Dear editor,

thanks for having given me the opportunity to review this interesting manuscript. I believe this is a very well written paper that presents a significant advance of IMEX_SfloW2D.

General comments

This new version now allows simulating dilute pyroclastic density currents (DPDCs) with a good balance between the degree of simplification, necessary if one wants to carry out probabilistic volcanic hazard assessment with the currently available computational resources, and accuracy of the physical treatment of the fundamental processes characterizing DPDCs.

The model is well presented, with a robust treatment of the equations and the numerical methodology and several very well-documented test cases.

I therefore recommend this paper to be accepted for publication in GMD, provided the authors conduct minor/moderate revisions addressing the following points. I also attach a commented version of the pdf document, where the authors can find my specific comments at the position they refer to and some other minor comments.

Specific comments

• The authors should better explain how a shallow-water model, which by definition cannot solve for vertical gradients of the flow properties, can be employed to simulate DPDCs, which are strongly vertically-stratified (particle concentration, flow density, flow velocity). The authors clearly states in the Conclusions section that the vertical stratification is not taken into account. However, a couple of years ago Biagioli et al. (2021, https://doi.org/10.1016/j.apm.2020.12.036) published a paper on a method to take vertical profiles into account in shallow-water models. Hence, unless I misunderstood this paper completely, I expected this method to be implemented into IMEX v2 in view of its application to DPDCs.
• In the Introduction section a significant space is dedicated to the effect of entrainment of ambient air into the DPDC. Indeed, entrainment is a key factor controlling DPDCs, however the role of sedimentation should be equally emphasized in this introduction since, like entrainment, it controls the rate of change of the flow bulk density and, hence, its existence. Indeed, some words should be spent in emphasizing the concept that a DPDC, as any other density current (e.g., turbidity currents), exists until there is a density contrast with the ambient in which it flows.
• The Github repository lacks of a User manual. This is a very important document for users.
• Sometimes the simplifications and assumptions of the models should be better explained, in particular their consequences. For example, in paragraph 154 it is stated that the conservation of total energy is not taken into account. What are the consequences of this simplification?
• Eq. 14. Here the assumption is made that, everything that is sedimenting is also creating a deposit. This is not always necessarily the case, since sedimenting particles (in fact, I would use a sedimentation term in the conservation equations, instead of a deposition term) can be moved as a traction carpet or even re-entrained. This assumption is not explained in the manuscript.
• IMEX should not be restricted to radially evolving flows, however I think this should be stated more clearly in the manuscript.
• Entrainment model. Eq. (17), quantifying the coefficient of rate of entrainment of ambient air into the flow, is from Parker et al. (1987). This paper is not cited here in the manuscript (https://doi.org/10.1080/00221688709499292). Furthermore, there are other relationships available in the literature, e.g.  https://doi.org/10.1029/2003JF000052,  https://doi.org/10.1029/2019GL084776. While these should not necessarily be implemented into the code, they can be at least cited perhaps in the introduction when you first introduce the entainment.

### DIRECTION A
Please return the review word for word, between "I therefore recommend" and "other minor comments.", inclusive.
### DIRECTION B
Resume the review of the IMEX_SfloW2D manuscript from its last sentence onward.
None of the data below has any bearing on this.

### INFORMATION PROVIDED
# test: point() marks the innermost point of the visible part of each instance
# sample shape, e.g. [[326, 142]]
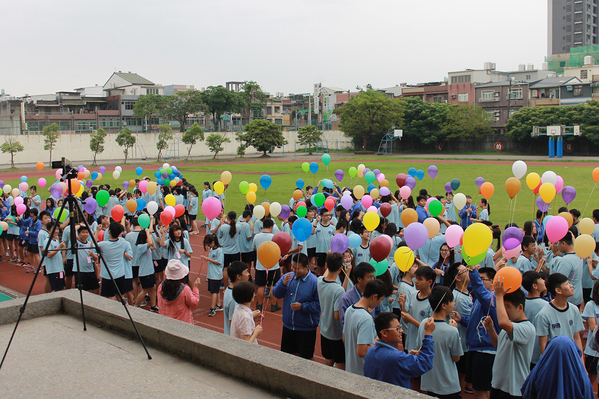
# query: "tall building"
[[571, 23]]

### WRITTEN ANSWER A
I therefore recommend this paper to be accepted for publication in GMD, provided the authors conduct minor/moderate revisions addressing the following points. I also attach a commented version of the pdf document, where the authors can find my specific comments at the position they refer to and some other minor comments.

### WRITTEN ANSWER B
• Paragraph 225. Here the authors make a first assumption that 10% of the particles' thermal energy is available to produce steam. A reference or more grounds on this assumption would be helpful. Furthermore, the larger fraction for smaller particles is reasonable and can perhaps be explained by the larger specific surface (hence, also the type of particles (e.g., pumice vs. lithic fragments) via the shape).
• Sedimentation rate vs. deposition rate. The model equations contains a sedimentation term which is represented by a "D", which in turn recalls deposition. The authors refer to this term as "volumetric rate of deposition". In my opinion, this is actually the volumetric rate of sedimentation, i.e. the rate at which particles leave the flow. The latter, though, does not necessarily coincide with the deposition rate, which quantifies the rate at which the deposit “grows”. I suggest the authors to review the use of this terminology. The model like the one used in IMEX (eq. 19) and the sink term in the conservation equations are sedimentation rate terms, deposition rates may differ because there may be processes at the deposition interface that mobilize (e.g., traction carpet) or even re-entrain the particles settling onto the ground.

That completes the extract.